*Goal of the exercise*. The response must consist of every record, restated word for word.

(Stored items from a collection)
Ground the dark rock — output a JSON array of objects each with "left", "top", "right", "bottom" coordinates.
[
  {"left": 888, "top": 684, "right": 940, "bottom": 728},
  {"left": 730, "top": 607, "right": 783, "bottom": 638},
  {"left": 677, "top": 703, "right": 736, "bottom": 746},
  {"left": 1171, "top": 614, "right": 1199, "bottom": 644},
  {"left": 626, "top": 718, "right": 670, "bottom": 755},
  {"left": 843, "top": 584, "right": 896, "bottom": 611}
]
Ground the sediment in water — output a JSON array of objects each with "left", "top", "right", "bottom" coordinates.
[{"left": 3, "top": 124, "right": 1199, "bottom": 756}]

*Exercise response*.
Ground the dark rock — output a JSON array of objects each with "left", "top", "right", "bottom" coordinates.
[
  {"left": 888, "top": 684, "right": 940, "bottom": 728},
  {"left": 730, "top": 607, "right": 783, "bottom": 638},
  {"left": 677, "top": 703, "right": 736, "bottom": 746},
  {"left": 1171, "top": 614, "right": 1199, "bottom": 644},
  {"left": 626, "top": 718, "right": 670, "bottom": 755},
  {"left": 843, "top": 584, "right": 896, "bottom": 611}
]
Ground the sediment in water — output a JSON array of objects each with "left", "top", "right", "bottom" coordinates.
[{"left": 3, "top": 124, "right": 1199, "bottom": 756}]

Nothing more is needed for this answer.